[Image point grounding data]

++++++++++++++++++++

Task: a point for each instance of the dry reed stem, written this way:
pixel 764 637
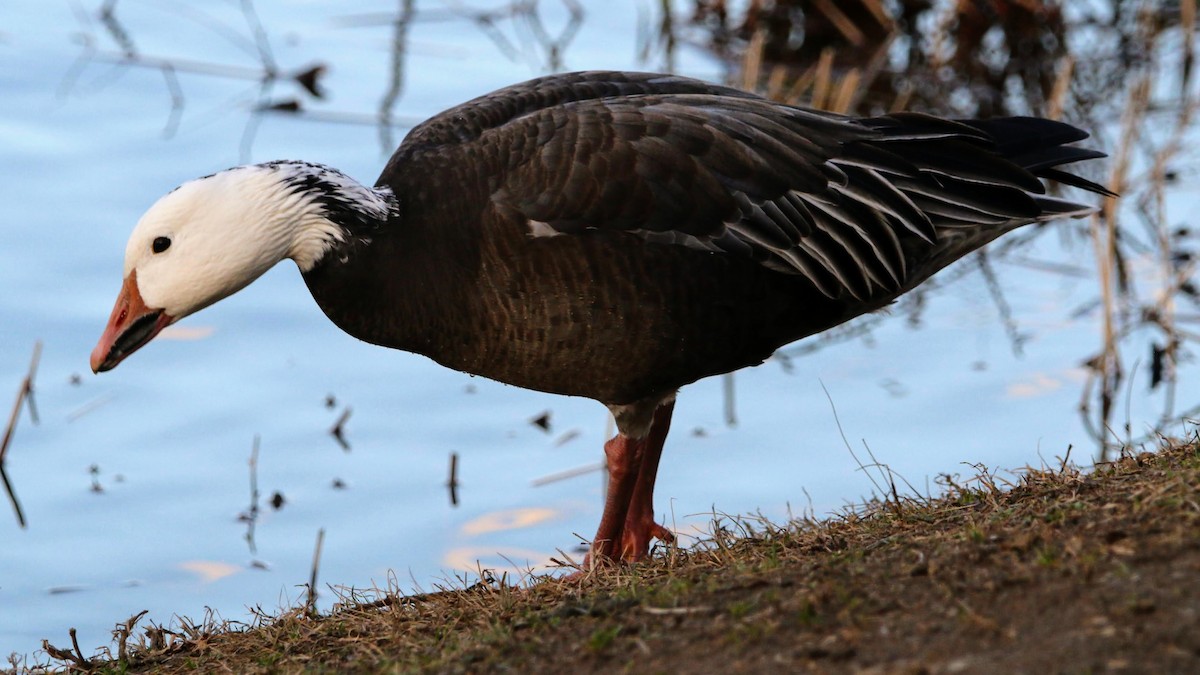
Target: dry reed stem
pixel 1061 87
pixel 822 79
pixel 25 393
pixel 311 602
pixel 751 64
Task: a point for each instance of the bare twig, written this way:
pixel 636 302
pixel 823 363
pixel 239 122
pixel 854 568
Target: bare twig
pixel 311 604
pixel 453 482
pixel 339 430
pixel 25 393
pixel 568 473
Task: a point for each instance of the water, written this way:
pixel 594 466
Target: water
pixel 89 144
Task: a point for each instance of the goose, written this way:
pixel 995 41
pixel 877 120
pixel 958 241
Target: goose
pixel 606 234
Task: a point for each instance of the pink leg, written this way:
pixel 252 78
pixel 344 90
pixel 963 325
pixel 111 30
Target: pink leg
pixel 624 459
pixel 628 525
pixel 640 524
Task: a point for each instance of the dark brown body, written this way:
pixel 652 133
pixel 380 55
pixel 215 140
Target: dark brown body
pixel 599 315
pixel 637 174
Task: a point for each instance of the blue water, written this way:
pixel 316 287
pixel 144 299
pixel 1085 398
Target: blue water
pixel 85 145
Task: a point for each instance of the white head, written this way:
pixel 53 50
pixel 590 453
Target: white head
pixel 213 236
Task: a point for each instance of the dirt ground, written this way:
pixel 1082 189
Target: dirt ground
pixel 1065 572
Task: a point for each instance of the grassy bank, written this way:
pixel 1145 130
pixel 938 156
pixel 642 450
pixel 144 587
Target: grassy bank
pixel 1063 571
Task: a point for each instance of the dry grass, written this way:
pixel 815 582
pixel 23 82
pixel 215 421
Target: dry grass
pixel 1057 569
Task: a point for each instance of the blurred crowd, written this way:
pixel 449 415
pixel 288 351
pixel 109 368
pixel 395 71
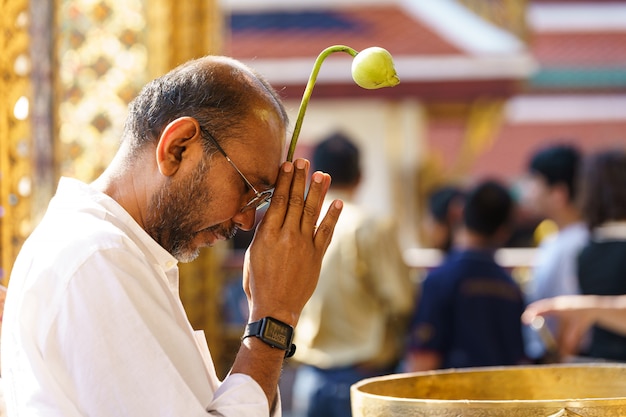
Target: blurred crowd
pixel 370 316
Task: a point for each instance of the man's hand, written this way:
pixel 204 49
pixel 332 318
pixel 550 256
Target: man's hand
pixel 282 265
pixel 284 260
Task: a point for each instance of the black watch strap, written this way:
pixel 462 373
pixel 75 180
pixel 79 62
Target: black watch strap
pixel 273 332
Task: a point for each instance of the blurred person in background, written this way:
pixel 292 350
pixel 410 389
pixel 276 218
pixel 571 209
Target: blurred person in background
pixel 602 263
pixel 551 192
pixel 576 314
pixel 353 325
pixel 469 310
pixel 445 205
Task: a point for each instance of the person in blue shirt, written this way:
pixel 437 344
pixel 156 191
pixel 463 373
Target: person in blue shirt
pixel 470 308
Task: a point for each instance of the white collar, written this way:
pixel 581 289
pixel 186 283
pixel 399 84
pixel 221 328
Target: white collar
pixel 612 230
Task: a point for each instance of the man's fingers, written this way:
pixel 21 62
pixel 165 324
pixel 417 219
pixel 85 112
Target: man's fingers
pixel 275 214
pixel 314 201
pixel 326 227
pixel 296 194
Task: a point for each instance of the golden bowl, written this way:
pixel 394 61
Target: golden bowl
pixel 581 390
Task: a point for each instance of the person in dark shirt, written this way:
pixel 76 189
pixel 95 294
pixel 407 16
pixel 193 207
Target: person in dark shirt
pixel 469 310
pixel 602 263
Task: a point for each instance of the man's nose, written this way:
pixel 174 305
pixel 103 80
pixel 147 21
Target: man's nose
pixel 245 220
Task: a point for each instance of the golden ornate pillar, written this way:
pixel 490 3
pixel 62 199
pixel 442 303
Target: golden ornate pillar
pixel 181 30
pixel 15 134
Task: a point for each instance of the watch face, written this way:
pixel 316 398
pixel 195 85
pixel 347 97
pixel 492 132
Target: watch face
pixel 277 332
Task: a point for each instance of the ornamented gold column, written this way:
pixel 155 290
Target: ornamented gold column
pixel 15 135
pixel 181 30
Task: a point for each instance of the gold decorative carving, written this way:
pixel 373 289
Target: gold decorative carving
pixel 15 135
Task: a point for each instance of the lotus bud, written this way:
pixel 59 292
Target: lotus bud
pixel 373 68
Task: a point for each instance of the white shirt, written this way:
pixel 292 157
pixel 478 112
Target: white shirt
pixel 94 326
pixel 555 273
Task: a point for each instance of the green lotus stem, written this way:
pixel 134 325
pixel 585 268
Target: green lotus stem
pixel 309 89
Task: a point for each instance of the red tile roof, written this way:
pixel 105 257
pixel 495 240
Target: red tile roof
pixel 389 27
pixel 583 49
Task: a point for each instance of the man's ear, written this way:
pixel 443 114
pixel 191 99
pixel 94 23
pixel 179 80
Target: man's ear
pixel 175 139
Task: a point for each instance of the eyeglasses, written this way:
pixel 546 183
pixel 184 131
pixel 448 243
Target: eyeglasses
pixel 260 199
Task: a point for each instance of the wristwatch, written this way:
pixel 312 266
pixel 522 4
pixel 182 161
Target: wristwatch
pixel 273 332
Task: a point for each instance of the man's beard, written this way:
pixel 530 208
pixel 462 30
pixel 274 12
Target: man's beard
pixel 174 214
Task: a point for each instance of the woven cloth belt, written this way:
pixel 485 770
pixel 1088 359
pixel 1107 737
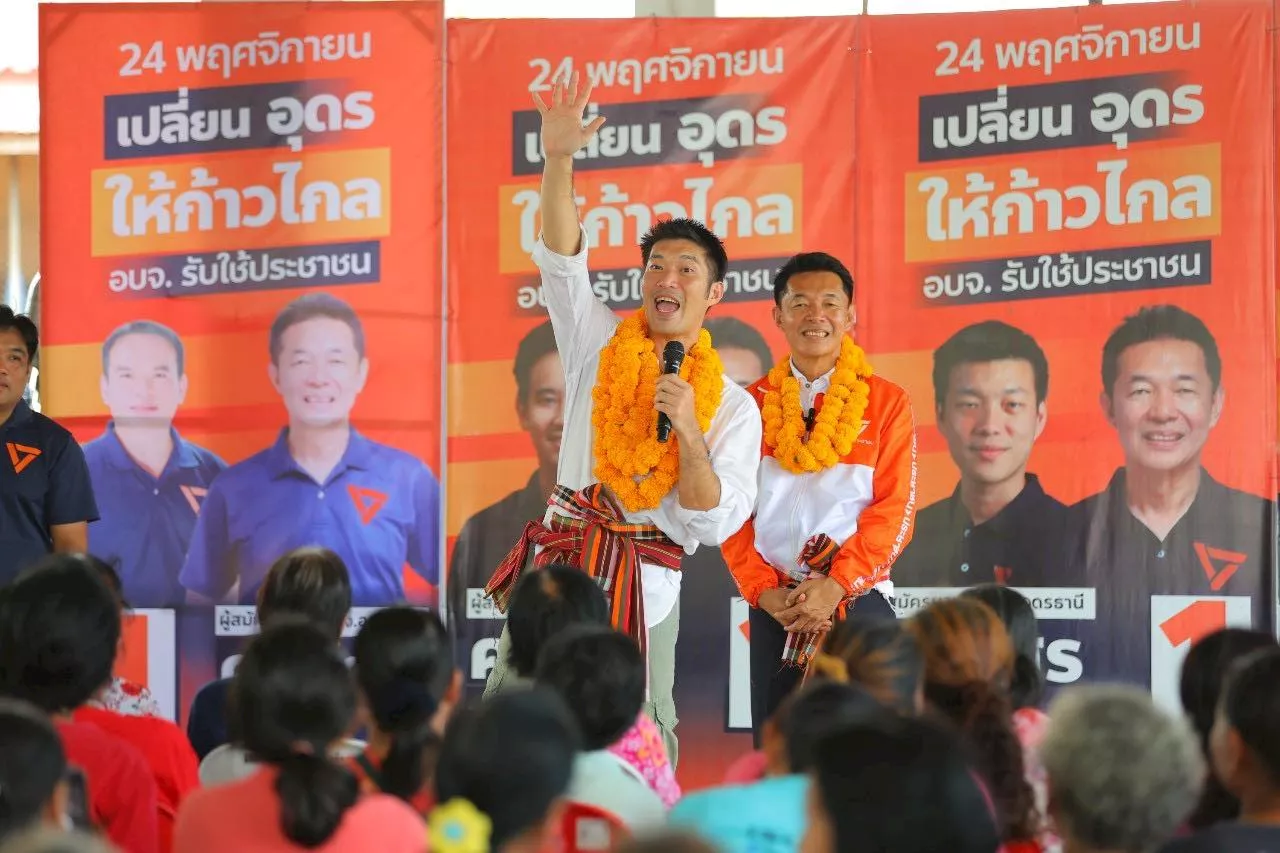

++++++++++++++++++++

• **EXERCISE DESCRIPTION**
Word for word, restate the lines above from the line containing "pixel 155 290" through the line containing "Task: a point for each instance of the eyeglasses, written", with both included and nothing else.

• **RESULT OF THE EXERCISE**
pixel 155 290
Target: ornamented gold column
pixel 15 135
pixel 181 30
Task: a point for each instance of the gold decorative carving, written this way:
pixel 373 289
Target: gold decorative carving
pixel 15 135
Task: a point for each instance of the lotus bud, written this way:
pixel 59 292
Target: lotus bud
pixel 373 68
Task: a point for each instance of the white shirt, written this way:
pixel 292 157
pixel 478 112
Target: white shirt
pixel 94 326
pixel 555 273
Task: a point for each instance of the green lotus stem, written this way:
pixel 134 325
pixel 585 268
Target: green lotus stem
pixel 309 89
Task: a point for each instance of the red tile roof, written this way:
pixel 105 257
pixel 495 240
Target: red tile roof
pixel 389 27
pixel 583 49
Task: a point for each instance of the man's ear, written this way:
pixel 443 114
pixel 191 99
pixel 94 23
pixel 179 80
Target: man's ear
pixel 175 139
Task: a point for each instance of the eyeglasses, written this way:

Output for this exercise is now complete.